__Your task__: Render the lines from the one containing "Where can you see the flag" through the last line as a Markdown table with the columns Row and Line, leaving out blank lines.

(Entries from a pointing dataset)
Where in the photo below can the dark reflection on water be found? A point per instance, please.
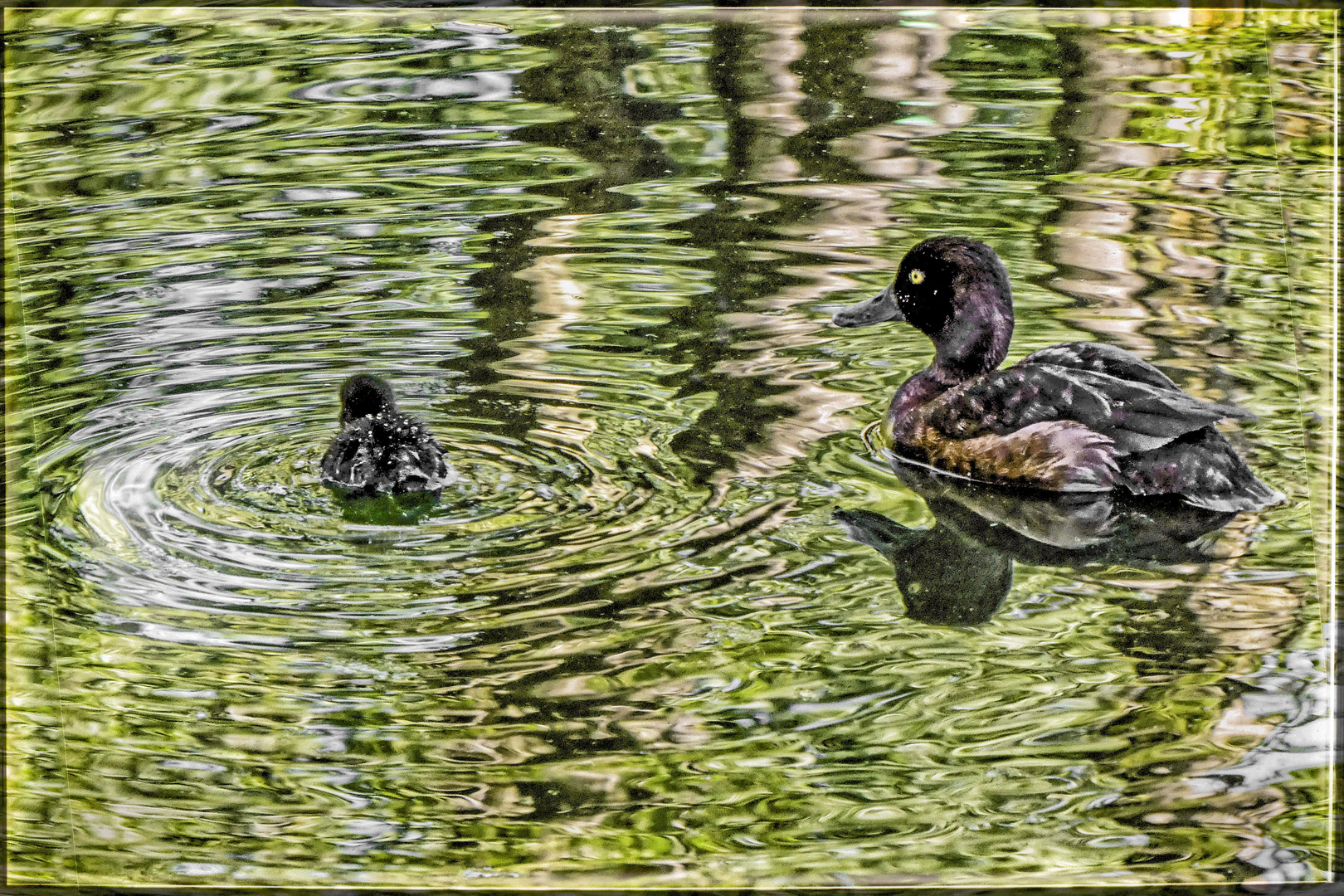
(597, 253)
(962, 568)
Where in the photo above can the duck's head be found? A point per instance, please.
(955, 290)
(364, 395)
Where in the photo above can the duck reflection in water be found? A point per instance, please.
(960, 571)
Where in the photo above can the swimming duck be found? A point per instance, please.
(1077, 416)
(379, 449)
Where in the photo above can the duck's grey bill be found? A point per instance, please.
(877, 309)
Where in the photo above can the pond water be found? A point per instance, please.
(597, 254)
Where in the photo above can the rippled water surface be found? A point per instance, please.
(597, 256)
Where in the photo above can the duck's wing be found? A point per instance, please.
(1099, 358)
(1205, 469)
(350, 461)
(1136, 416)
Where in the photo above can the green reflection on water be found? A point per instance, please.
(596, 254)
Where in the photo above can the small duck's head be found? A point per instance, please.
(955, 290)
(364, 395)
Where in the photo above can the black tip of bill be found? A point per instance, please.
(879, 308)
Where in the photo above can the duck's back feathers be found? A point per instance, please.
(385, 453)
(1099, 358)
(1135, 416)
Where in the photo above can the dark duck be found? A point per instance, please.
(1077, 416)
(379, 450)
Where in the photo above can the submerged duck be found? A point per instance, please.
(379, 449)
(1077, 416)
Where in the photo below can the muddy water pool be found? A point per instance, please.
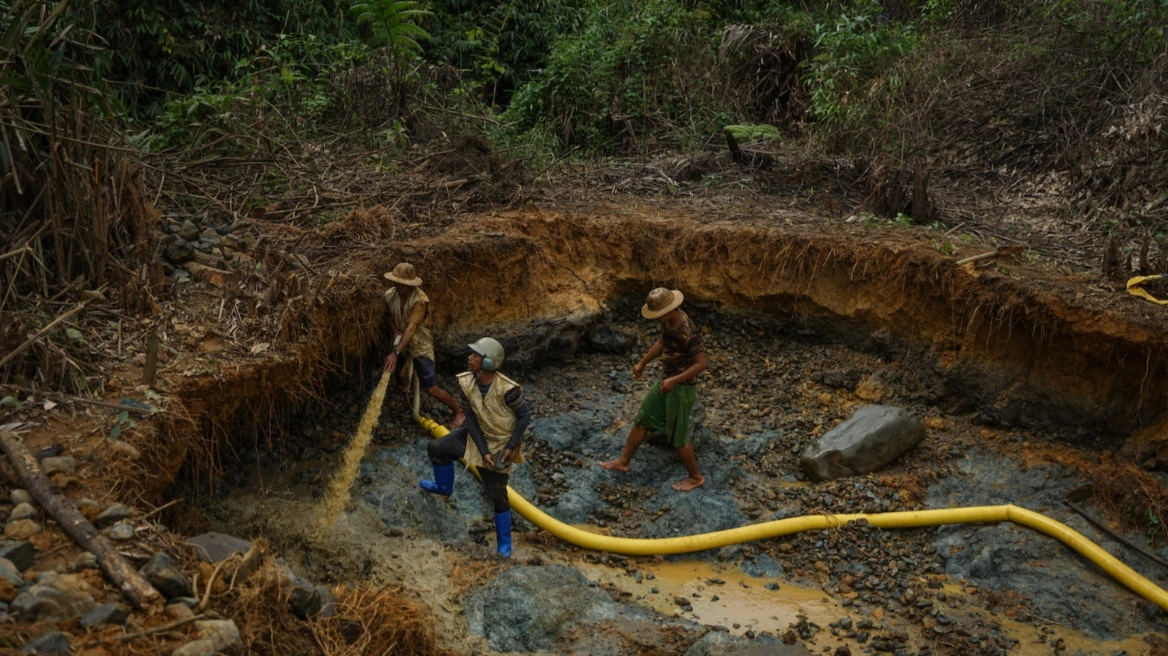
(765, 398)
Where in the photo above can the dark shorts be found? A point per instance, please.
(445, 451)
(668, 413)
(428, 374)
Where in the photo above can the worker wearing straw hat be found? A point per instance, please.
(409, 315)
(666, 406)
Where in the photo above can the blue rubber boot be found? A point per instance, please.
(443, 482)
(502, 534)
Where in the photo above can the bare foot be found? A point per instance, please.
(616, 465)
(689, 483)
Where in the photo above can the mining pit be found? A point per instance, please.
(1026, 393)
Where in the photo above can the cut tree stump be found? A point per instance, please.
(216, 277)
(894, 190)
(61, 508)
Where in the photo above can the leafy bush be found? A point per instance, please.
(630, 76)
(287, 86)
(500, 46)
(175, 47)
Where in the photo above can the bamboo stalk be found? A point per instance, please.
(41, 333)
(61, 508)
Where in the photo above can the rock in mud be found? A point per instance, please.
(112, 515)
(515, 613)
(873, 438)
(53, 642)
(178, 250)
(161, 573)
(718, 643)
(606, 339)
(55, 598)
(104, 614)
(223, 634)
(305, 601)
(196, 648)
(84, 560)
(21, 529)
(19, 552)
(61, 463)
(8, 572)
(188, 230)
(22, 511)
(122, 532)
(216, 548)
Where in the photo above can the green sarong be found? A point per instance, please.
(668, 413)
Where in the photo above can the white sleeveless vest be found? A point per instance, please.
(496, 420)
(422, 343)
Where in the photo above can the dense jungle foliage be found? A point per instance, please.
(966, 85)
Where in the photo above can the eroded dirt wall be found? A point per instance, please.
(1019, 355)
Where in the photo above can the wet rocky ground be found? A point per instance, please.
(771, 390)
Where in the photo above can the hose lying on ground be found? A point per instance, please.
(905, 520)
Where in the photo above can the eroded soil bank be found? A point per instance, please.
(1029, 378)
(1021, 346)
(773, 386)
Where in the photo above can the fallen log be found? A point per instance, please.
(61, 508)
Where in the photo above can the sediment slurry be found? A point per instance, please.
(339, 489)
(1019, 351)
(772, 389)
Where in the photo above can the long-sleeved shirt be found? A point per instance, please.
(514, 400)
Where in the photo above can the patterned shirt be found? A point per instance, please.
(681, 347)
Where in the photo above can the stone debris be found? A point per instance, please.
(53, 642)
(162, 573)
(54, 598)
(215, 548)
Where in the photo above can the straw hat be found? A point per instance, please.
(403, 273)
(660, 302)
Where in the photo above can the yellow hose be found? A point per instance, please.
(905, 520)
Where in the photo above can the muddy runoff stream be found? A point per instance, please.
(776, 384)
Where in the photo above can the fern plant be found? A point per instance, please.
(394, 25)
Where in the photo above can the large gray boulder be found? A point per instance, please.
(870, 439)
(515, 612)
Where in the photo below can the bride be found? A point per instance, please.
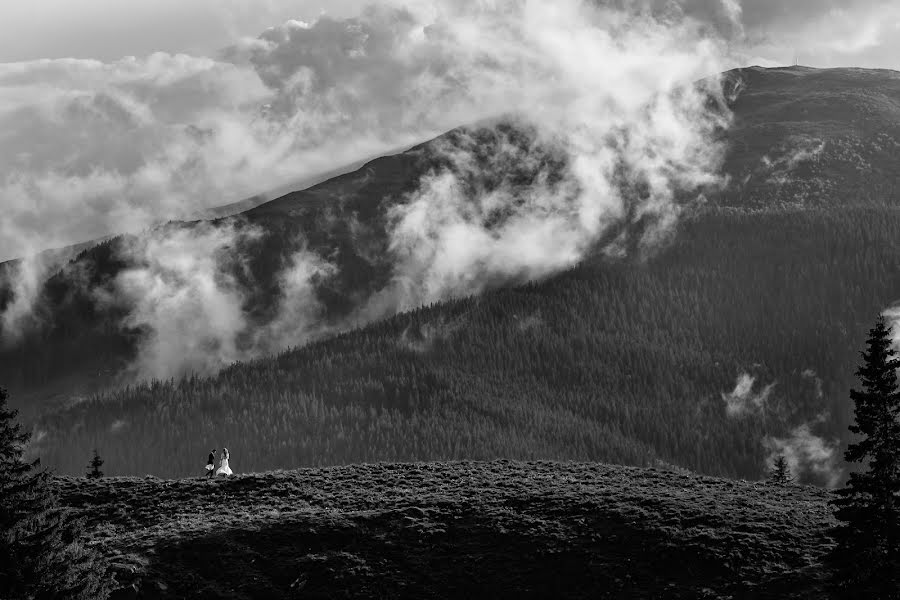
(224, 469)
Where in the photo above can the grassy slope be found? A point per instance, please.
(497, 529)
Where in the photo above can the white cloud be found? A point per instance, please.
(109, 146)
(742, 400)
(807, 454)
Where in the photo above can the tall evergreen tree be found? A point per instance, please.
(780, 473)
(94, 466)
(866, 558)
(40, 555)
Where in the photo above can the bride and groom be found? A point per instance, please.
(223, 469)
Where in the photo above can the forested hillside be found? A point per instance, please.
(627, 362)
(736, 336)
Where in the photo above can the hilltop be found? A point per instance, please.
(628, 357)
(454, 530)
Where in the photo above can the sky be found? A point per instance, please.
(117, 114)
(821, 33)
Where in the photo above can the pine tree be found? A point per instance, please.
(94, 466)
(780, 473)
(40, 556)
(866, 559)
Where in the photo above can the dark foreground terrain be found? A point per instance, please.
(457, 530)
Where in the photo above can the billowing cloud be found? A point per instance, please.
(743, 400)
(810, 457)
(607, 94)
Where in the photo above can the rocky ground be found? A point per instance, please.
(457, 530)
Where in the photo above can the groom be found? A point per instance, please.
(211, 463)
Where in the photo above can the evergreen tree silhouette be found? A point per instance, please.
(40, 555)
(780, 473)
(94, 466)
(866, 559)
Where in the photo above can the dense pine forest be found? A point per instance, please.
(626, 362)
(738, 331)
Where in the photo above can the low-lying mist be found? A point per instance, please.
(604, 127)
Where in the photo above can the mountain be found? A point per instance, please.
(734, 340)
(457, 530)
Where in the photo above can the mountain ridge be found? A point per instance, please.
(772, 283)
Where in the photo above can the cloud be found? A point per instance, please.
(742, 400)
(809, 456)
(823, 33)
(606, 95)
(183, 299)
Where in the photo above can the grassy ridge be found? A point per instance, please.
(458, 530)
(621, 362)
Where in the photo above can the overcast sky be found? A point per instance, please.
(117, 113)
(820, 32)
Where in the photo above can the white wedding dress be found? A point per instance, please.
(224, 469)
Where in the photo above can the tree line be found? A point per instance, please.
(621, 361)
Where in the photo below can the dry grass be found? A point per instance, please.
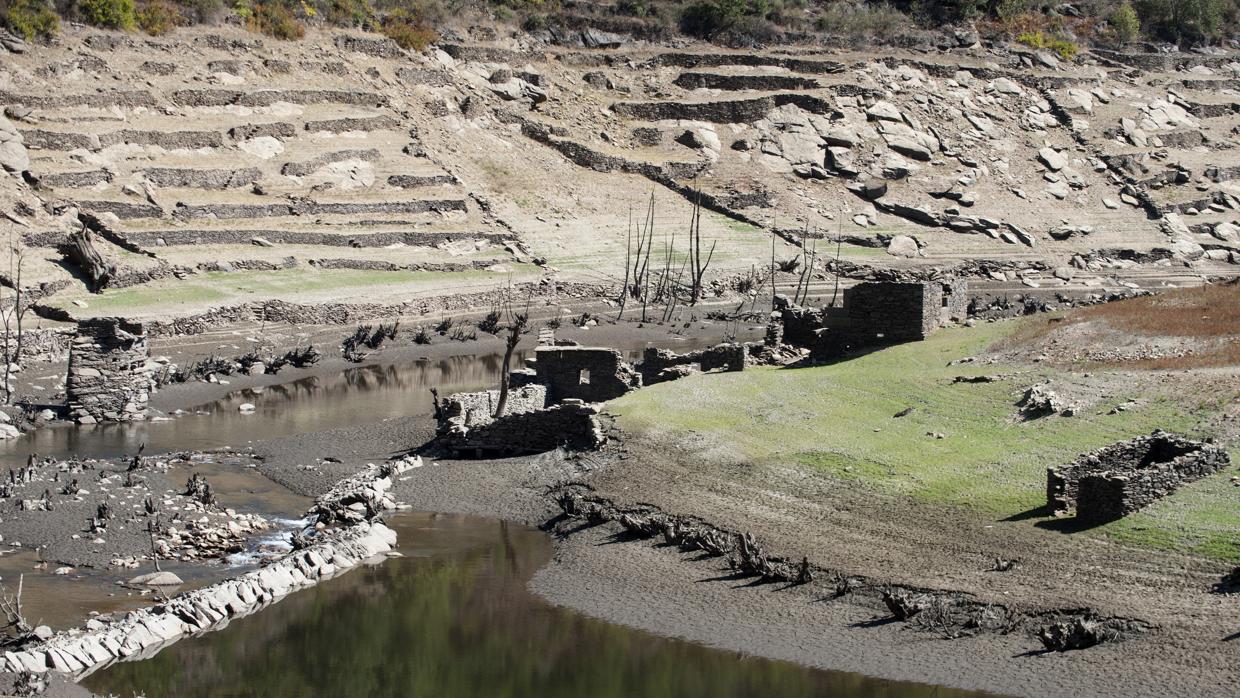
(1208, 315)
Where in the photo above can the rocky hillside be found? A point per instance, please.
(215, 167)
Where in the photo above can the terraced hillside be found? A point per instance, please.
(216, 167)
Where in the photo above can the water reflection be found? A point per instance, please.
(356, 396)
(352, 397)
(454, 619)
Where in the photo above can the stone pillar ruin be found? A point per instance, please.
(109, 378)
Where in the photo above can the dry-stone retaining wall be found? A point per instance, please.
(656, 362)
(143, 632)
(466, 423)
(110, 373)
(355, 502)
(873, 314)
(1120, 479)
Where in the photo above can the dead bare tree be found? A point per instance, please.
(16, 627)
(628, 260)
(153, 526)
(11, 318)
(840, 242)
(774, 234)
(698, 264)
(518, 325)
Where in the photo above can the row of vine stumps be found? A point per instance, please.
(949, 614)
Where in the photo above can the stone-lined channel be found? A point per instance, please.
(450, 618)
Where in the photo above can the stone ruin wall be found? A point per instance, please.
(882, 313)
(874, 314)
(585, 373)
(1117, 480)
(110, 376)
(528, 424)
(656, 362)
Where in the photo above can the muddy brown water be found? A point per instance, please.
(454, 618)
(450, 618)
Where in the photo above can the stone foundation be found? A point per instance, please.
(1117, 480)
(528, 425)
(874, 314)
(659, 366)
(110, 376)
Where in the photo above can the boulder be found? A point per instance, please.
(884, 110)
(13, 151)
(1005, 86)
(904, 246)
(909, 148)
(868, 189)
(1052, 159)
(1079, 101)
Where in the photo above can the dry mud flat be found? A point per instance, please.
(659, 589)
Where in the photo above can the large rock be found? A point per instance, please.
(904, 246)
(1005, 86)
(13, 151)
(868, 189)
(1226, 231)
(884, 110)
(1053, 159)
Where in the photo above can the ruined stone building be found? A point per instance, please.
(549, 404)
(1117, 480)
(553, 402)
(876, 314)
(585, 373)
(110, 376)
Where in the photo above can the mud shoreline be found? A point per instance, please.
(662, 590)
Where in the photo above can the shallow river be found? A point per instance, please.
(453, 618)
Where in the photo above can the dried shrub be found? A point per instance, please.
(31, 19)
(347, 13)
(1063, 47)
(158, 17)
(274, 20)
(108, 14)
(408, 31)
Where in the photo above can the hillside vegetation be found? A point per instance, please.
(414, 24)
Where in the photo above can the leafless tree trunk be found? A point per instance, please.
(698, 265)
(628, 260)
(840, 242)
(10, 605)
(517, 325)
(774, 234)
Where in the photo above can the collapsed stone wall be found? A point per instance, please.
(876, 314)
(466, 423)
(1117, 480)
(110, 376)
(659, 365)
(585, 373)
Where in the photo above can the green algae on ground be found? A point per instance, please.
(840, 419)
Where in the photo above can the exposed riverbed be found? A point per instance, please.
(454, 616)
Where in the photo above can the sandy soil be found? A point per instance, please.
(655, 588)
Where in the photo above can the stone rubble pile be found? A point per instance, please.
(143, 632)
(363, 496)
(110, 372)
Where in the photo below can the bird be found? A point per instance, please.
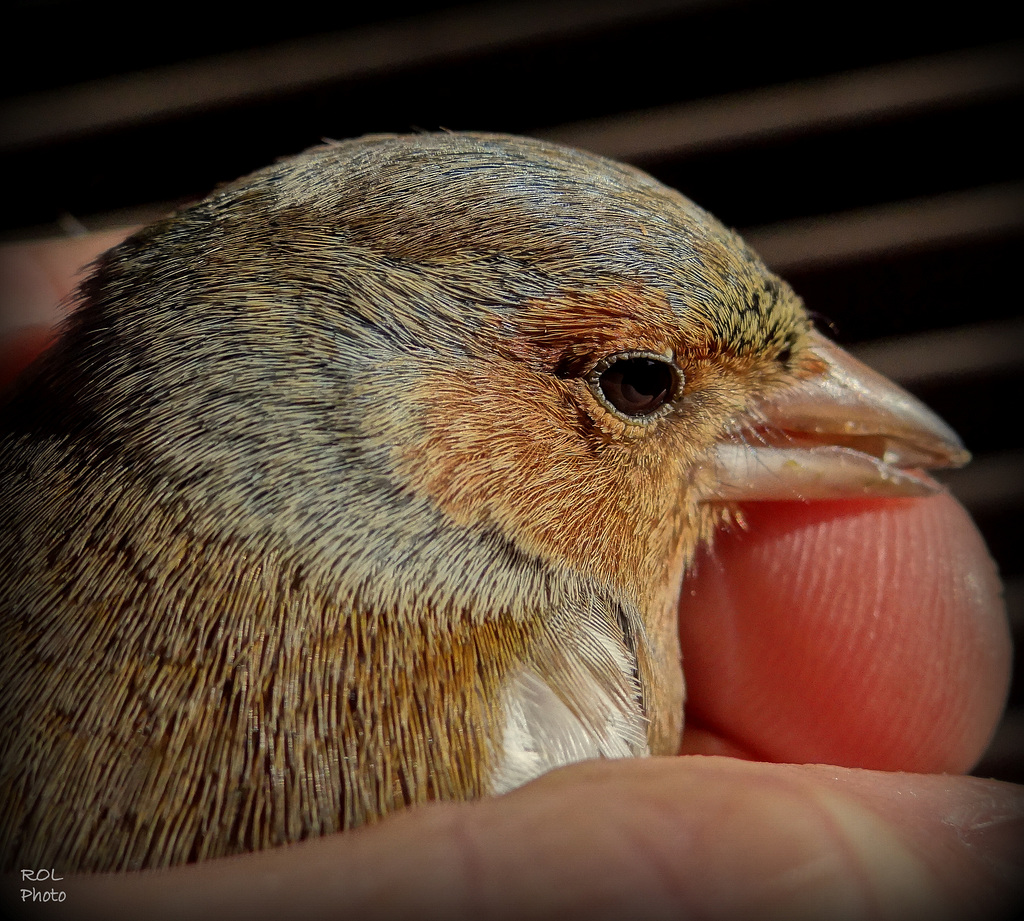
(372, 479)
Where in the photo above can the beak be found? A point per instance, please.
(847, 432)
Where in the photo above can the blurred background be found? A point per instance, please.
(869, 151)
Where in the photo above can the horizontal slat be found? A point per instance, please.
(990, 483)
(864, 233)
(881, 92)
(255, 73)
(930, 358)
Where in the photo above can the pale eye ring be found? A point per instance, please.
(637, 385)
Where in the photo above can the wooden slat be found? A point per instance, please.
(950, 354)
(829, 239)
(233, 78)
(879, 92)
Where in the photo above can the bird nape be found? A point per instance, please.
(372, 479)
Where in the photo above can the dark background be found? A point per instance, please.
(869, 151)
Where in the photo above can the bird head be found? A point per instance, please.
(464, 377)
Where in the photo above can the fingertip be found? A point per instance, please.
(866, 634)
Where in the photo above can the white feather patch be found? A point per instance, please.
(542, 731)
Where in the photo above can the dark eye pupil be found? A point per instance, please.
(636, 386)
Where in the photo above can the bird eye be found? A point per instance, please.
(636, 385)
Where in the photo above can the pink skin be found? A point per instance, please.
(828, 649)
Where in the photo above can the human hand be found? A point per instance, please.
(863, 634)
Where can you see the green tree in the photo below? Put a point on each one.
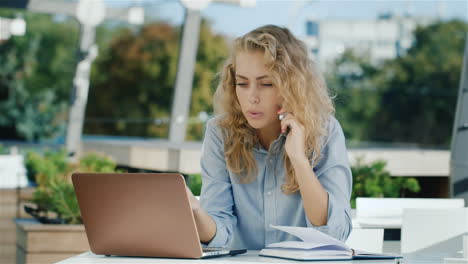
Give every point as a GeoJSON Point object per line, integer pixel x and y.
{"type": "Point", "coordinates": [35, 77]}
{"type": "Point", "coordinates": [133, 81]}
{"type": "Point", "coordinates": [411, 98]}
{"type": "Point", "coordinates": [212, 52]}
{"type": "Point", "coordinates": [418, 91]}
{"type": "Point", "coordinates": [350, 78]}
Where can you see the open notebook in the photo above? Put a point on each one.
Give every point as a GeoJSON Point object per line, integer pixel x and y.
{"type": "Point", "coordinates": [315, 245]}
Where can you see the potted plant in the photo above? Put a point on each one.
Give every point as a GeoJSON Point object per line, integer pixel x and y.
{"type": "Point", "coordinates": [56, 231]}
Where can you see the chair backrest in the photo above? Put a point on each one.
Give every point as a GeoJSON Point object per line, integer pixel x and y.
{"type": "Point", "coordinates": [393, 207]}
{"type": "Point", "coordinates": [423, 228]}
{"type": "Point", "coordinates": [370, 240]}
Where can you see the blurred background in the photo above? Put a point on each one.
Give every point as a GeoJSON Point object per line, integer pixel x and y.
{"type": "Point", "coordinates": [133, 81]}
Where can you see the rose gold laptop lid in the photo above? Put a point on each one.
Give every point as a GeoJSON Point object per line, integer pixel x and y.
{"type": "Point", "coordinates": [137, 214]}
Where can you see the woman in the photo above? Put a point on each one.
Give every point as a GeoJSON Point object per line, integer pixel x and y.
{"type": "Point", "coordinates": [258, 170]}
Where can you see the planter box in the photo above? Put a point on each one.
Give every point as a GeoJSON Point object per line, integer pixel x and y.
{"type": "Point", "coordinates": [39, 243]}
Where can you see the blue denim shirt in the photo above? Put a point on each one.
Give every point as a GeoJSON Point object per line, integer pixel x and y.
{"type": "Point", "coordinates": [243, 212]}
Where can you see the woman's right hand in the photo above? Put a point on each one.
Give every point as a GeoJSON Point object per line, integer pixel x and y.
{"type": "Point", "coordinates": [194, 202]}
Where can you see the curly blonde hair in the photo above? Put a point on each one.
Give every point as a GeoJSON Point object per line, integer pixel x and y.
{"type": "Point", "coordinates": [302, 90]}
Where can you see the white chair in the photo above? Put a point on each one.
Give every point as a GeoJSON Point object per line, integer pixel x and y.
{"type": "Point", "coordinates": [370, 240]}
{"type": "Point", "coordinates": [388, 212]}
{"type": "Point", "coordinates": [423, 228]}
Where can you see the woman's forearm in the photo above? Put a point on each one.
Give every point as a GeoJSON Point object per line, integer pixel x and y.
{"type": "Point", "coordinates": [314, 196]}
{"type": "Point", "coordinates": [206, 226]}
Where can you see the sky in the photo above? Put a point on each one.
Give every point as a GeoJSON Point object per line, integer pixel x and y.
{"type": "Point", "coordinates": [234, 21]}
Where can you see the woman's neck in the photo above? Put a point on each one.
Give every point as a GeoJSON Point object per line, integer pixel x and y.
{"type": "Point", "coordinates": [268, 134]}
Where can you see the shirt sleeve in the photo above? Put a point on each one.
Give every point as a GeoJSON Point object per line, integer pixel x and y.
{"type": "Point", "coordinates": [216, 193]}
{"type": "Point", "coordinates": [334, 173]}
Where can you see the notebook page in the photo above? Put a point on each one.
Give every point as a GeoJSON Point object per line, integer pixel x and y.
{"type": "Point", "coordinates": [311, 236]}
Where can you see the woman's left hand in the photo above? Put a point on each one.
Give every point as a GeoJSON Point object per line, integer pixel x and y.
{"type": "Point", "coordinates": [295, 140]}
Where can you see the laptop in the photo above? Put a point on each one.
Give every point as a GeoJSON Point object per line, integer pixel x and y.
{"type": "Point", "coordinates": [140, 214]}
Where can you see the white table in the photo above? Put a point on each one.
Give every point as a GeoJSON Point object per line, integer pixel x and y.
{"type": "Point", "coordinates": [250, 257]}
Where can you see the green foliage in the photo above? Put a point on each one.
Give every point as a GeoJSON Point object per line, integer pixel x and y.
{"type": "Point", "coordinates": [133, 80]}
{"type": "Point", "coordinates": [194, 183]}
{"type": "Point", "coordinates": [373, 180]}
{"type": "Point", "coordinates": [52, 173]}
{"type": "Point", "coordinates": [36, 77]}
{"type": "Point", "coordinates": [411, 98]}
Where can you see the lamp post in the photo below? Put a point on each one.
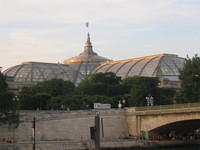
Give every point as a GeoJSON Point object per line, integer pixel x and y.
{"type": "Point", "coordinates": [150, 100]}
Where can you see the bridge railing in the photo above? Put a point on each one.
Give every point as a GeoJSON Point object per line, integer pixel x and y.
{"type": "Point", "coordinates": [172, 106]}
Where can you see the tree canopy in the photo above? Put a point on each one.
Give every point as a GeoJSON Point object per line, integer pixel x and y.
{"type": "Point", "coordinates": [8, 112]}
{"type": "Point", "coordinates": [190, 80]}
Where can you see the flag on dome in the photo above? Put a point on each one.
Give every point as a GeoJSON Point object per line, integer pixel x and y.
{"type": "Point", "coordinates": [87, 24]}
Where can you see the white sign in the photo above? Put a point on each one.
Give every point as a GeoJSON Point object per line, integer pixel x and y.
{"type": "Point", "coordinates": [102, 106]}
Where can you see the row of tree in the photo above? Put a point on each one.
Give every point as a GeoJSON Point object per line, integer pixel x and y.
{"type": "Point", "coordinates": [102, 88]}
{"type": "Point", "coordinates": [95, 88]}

__Worked solution__:
| Row | Line |
|---|---|
| 1 | Where can you see the flag on dome in the photo above? Put a point on each one. |
| 2 | Give every point as a GeoJSON Point object per line, integer pixel x and y. |
| 3 | {"type": "Point", "coordinates": [87, 24]} |
| 4 | Where can you see the white sign in the photo above? Put a point on each one. |
| 5 | Give every point as a GeoJSON Point object per line, integer pixel x and y. |
| 6 | {"type": "Point", "coordinates": [102, 106]} |
| 7 | Where can you see the row of tree in the photo above? Put a point on each one. |
| 8 | Give every point as a GeoJSON Point object per line, integer pixel x and y. |
| 9 | {"type": "Point", "coordinates": [102, 88]} |
| 10 | {"type": "Point", "coordinates": [95, 88]} |